- _LESETEXT_:
▬▬▬▬▬▬▬▬▬▬

Hamburg. Einigung mit der IG Metall beim Konzernumbau. 4500 Hamburger Beschäftigte wechseln in eine neue Tochterfirma. Die wichtigsten Infos.
Die Verhandlungsrunde am Montagvormittag im Radisson Hotel am Flughafen war „open end“ angesetzt – und das war notwendig. Nach 18-stündiger Verhandlungen haben sich das Airbus-Management und Arbeitnehmervertreter erst Dienstag früh auf einen Kompromiss beim Konzernumbau geeinigt. Man habe eine „ganz, ganz schwere Auseinandersetzung“ beigelegt, sagte der Konzernbetriebsratsvorsitzende, Holger Junge, auf einer gemeinsamen Pressekonferenz.
Nun gebe es Zukunftsperspektiven für alle betroffenen Standorte, eine Standort- und Beschäftigungsgarantie bis Ende 2030, die betriebsbedingte Kündigungen so lange ausschließt. Das Abendblatt beantwortet die wichtigsten Fragen zur Lösung, die beide Seiten bis zum 28. Februar bestätigen müssen.
Airbus: Welche Einigung gibt es für Hamburg?
Im April 2021 wurde bekannt, dass der Konzern die Rumpffertigung und -montage umstrukturieren möchte. Im Werk auf Finkenwerder werden Rumpfschalen zu Rumpfsektionen zusammengebaut und anschließend mit Elektrokabeln, Hydraulik- und Klimarohren ausgestattet.

▬▬▬▬▬▬▬▬▬▬

- _ARBEITSAUFTRAG A_: Geben Sie den Text über die Einigung zwischen Airbus und der IG Metall wortwörtlich und vollständig wieder.

▬▬▬▬▬▬▬▬▬▬

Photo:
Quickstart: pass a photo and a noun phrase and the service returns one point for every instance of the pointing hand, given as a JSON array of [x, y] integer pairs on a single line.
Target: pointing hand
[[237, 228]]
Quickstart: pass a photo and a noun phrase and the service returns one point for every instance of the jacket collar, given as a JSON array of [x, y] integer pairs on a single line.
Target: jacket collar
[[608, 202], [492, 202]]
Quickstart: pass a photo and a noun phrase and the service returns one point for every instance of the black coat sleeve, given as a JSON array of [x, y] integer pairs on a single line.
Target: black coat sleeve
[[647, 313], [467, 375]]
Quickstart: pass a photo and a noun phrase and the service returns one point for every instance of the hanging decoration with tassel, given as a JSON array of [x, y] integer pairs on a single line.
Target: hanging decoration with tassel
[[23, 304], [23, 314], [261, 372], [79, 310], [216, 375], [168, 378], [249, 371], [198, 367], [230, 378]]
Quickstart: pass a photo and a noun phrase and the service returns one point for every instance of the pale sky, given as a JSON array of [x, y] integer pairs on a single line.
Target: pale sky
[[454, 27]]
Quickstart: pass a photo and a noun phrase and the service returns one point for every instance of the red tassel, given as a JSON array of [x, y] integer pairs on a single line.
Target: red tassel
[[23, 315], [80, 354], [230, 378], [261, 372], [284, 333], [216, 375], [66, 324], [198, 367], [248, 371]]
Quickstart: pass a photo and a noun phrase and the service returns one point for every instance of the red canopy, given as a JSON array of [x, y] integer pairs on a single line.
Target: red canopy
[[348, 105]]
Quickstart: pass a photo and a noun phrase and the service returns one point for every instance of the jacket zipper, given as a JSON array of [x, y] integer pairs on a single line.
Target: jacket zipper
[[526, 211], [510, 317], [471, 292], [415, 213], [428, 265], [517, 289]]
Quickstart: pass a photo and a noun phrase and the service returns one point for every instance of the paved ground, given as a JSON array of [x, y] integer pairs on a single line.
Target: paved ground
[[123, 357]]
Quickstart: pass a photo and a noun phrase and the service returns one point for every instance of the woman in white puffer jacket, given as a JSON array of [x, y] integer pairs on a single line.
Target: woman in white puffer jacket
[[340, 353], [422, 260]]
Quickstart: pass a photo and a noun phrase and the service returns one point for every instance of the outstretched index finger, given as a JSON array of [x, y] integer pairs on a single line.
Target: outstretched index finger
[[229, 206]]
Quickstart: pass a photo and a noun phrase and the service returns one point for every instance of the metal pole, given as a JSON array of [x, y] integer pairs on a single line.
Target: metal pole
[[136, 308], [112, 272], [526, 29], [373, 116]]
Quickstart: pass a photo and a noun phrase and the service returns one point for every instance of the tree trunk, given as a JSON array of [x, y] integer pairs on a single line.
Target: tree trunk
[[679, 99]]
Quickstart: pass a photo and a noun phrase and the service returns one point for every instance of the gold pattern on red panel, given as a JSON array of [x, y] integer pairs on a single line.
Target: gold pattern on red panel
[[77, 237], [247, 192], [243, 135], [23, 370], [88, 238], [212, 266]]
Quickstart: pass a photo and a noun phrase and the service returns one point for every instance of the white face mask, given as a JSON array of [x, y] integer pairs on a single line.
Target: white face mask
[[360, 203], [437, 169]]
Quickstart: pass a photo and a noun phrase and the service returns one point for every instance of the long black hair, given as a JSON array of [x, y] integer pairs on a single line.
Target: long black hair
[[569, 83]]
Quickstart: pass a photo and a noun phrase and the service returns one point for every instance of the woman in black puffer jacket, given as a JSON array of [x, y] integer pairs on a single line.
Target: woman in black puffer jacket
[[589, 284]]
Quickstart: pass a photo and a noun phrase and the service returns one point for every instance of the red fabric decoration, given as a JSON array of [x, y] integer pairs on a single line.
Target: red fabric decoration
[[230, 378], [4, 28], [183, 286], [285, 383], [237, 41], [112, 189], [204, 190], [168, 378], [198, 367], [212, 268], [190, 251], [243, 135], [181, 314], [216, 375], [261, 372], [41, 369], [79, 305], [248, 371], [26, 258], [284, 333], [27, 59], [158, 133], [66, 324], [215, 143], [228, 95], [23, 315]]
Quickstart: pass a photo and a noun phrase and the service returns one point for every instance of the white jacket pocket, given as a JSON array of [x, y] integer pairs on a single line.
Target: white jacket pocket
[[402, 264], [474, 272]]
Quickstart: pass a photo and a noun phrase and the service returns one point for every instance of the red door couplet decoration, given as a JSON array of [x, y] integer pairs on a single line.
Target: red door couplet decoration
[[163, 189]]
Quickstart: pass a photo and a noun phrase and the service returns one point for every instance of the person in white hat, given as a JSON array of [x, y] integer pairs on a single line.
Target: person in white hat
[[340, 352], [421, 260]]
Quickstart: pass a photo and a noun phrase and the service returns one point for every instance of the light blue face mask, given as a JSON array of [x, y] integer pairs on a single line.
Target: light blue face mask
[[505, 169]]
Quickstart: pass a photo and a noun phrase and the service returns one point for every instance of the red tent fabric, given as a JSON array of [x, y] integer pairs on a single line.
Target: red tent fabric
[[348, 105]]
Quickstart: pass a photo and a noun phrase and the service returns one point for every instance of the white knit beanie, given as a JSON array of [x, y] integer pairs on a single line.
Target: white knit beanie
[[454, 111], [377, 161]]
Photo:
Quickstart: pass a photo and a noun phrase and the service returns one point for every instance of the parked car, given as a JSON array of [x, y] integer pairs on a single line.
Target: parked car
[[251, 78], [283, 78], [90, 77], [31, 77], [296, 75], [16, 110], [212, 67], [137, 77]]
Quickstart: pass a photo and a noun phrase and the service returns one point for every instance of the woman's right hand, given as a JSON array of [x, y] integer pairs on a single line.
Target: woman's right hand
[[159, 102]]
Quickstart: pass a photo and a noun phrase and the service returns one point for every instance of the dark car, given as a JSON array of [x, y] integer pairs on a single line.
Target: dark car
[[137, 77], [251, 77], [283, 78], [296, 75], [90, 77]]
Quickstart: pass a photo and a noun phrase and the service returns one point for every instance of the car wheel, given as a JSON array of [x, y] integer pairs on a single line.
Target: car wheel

▬▬▬▬▬▬▬▬▬▬

- _ARBEITSAUFTRAG B_: Ersetzen Sie in den Datensätzen, von der Zeile mit „of the metal“ bis einschließlich der Zeile mit „[[569, 83]]“, das Wort „Target“ durch „Objekt“. Geben Sie nur diese Zeilen aus und lassen Sie alles Übrige darin unverändert.

- _SCHRIFTLICHE ANTWORT A_:
Hamburg. Einigung mit der IG Metall beim Konzernumbau. 4500 Hamburger Beschäftigte wechseln in eine neue Tochterfirma. Die wichtigsten Infos.
Die Verhandlungsrunde am Montagvormittag im Radisson Hotel am Flughafen war „open end“ angesetzt – und das war notwendig. Nach 18-stündiger Verhandlungen haben sich das Airbus-Management und Arbeitnehmervertreter erst Dienstag früh auf einen Kompromiss beim Konzernumbau geeinigt. Man habe eine „ganz, ganz schwere Auseinandersetzung“ beigelegt, sagte der Konzernbetriebsratsvorsitzende, Holger Junge, auf einer gemeinsamen Pressekonferenz.
Nun gebe es Zukunftsperspektiven für alle betroffenen Standorte, eine Standort- und Beschäftigungsgarantie bis Ende 2030, die betriebsbedingte Kündigungen so lange ausschließt. Das Abendblatt beantwortet die wichtigsten Fragen zur Lösung, die beide Seiten bis zum 28. Februar bestätigen müssen.
Airbus: Welche Einigung gibt es für Hamburg?
Im April 2021 wurde bekannt, dass der Konzern die Rumpffertigung und -montage umstrukturieren möchte. Im Werk auf Finkenwerder werden Rumpfschalen zu Rumpfsektionen zusammengebaut und anschließend mit Elektrokabeln, Hydraulik- und Klimarohren ausgestattet.

- _SCHRIFTLICHE ANTWORT B_:
Quickstart: pass a photo and a noun phrase and the service returns one point for every instance of the metal pole, given as a JSON array of [x, y] integer pairs on a single line.
Objekt: metal pole
[[136, 308], [112, 272], [526, 29], [373, 116]]
Quickstart: pass a photo and a noun phrase and the service returns one point for every instance of the tree trunk, given as a JSON array of [x, y] integer pairs on a single line.
Objekt: tree trunk
[[679, 99]]
Quickstart: pass a photo and a noun phrase and the service returns one point for every instance of the gold pattern on red panel, given as a JSON array of [x, y] integer pairs on a single line.
Objekt: gold pattern on red panel
[[77, 237], [247, 192], [243, 135], [23, 370], [88, 238], [212, 266]]
Quickstart: pass a photo and a noun phrase and the service returns one point for every instance of the white face mask, given as a JSON array of [x, y] integer pairs on a single line.
Objekt: white face mask
[[360, 203], [437, 169]]
Quickstart: pass a photo and a noun phrase and the service returns one point for every instance of the long black hair, given as a JSON array of [x, y] integer pairs on a single line.
Objekt: long black hair
[[569, 83]]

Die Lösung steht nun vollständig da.